▶ _Given records_:
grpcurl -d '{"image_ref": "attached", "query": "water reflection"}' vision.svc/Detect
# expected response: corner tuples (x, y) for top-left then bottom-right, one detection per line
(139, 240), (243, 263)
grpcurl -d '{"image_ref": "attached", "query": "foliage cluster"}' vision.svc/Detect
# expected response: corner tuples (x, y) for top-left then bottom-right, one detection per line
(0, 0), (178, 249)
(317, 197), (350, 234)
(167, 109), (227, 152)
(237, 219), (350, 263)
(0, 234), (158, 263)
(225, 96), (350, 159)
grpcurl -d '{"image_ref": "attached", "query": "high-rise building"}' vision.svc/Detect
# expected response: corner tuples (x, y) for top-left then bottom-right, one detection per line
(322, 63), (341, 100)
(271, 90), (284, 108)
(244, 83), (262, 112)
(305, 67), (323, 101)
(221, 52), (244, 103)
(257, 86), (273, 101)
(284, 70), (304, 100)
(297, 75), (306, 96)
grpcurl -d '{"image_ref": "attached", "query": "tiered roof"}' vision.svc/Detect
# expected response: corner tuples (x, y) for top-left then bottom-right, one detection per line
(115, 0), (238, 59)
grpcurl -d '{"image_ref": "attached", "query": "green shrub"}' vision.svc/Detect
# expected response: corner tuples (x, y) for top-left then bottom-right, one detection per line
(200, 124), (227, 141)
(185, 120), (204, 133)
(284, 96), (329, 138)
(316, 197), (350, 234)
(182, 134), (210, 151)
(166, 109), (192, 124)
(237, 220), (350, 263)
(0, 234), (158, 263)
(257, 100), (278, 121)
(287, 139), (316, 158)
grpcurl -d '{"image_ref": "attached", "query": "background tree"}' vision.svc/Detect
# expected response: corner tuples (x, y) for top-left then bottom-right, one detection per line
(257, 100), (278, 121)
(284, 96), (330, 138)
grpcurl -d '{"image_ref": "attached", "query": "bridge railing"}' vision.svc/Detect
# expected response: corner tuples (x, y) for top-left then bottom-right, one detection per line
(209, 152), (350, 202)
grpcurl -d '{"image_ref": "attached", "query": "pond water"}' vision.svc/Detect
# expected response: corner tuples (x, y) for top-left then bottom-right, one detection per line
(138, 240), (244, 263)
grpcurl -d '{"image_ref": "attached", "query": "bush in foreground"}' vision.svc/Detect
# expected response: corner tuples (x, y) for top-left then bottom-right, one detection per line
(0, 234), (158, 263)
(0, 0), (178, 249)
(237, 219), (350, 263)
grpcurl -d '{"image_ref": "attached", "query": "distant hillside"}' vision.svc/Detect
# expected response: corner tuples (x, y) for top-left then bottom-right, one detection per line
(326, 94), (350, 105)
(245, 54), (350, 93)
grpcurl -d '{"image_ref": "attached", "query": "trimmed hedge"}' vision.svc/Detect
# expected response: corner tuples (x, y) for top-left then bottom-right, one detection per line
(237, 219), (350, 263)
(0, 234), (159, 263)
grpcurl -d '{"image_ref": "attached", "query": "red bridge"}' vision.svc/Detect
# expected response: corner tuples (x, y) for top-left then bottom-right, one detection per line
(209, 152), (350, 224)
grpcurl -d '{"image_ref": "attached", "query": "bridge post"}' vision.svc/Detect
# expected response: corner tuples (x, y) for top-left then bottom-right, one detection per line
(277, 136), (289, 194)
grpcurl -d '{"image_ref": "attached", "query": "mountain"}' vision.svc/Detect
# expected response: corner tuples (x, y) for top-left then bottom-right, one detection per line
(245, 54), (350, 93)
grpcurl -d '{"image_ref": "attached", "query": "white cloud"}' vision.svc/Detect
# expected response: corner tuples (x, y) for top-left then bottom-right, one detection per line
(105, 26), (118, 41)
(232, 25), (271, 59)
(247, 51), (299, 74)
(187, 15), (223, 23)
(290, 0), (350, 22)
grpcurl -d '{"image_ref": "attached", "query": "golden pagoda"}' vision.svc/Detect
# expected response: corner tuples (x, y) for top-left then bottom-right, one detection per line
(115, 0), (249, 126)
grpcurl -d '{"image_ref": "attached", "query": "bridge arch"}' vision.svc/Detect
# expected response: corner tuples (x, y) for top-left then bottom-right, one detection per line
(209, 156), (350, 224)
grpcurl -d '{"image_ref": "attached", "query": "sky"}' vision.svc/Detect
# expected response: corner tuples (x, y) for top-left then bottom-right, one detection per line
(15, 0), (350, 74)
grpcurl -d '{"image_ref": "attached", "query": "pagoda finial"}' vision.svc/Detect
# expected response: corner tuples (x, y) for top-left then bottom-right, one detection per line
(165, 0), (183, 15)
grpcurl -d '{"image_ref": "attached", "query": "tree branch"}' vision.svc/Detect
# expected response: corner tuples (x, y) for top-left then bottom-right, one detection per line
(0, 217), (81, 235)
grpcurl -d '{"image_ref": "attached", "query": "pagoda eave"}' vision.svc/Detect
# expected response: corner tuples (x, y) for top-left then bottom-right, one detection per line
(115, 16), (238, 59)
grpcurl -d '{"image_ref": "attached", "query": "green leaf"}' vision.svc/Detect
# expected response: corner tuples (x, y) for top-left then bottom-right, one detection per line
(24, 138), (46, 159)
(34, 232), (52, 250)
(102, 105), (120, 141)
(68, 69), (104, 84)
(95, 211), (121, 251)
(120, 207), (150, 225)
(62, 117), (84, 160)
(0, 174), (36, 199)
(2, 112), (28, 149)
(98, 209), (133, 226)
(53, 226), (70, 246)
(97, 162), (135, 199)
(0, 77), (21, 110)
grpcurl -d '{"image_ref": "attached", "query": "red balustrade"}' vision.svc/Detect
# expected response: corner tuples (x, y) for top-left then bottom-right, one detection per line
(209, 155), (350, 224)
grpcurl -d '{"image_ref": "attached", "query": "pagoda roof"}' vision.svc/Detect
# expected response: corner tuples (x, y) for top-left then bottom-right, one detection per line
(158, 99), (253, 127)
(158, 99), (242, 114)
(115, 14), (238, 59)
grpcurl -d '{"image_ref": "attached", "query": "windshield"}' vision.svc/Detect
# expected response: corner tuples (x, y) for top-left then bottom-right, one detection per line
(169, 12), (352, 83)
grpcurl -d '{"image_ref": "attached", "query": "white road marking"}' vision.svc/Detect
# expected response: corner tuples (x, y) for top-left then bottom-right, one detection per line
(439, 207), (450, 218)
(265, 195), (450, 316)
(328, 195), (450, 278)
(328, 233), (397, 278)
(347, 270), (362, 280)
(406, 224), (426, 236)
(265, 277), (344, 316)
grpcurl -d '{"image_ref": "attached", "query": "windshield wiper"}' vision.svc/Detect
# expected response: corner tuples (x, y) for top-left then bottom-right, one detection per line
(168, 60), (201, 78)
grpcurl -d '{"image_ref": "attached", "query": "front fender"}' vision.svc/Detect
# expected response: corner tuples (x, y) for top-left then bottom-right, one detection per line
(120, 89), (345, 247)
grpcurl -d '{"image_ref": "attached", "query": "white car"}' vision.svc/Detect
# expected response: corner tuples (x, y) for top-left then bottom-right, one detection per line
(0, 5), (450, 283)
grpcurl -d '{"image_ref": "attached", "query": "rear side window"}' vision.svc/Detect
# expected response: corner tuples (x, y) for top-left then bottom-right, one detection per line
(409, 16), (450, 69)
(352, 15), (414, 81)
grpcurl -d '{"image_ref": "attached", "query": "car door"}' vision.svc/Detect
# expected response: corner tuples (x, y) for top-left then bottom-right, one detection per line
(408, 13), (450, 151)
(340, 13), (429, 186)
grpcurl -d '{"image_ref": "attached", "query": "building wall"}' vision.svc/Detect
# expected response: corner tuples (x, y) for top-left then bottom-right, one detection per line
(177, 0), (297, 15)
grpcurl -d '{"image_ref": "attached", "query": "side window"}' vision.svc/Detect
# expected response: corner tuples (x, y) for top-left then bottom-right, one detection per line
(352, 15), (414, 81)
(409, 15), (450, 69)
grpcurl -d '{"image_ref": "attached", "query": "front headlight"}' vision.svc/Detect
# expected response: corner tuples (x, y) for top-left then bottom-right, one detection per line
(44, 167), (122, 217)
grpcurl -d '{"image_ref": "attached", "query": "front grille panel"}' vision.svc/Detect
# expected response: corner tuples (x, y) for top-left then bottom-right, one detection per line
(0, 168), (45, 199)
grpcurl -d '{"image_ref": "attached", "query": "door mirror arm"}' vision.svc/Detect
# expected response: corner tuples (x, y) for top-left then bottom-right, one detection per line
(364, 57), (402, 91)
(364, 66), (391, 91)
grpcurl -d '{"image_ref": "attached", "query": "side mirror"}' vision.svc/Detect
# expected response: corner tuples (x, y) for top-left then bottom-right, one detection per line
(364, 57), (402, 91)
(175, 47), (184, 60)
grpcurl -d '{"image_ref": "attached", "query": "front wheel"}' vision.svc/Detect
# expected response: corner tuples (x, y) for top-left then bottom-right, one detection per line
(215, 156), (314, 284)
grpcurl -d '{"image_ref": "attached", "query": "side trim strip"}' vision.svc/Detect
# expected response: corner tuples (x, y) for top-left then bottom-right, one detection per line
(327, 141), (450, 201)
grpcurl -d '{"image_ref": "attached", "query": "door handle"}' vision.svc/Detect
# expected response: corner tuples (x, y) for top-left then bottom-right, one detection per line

▶ _Aim_:
Write out the stretch of data from its start through the line containing "(139, 240), (243, 263)", copying each line exactly.

▶ _Written response_:
grpcurl -d '{"image_ref": "attached", "query": "water reflection"}' vision.svc/Detect
# expected response: corner tuples (x, y) for top-left then bottom-right, one detection per line
(139, 240), (243, 263)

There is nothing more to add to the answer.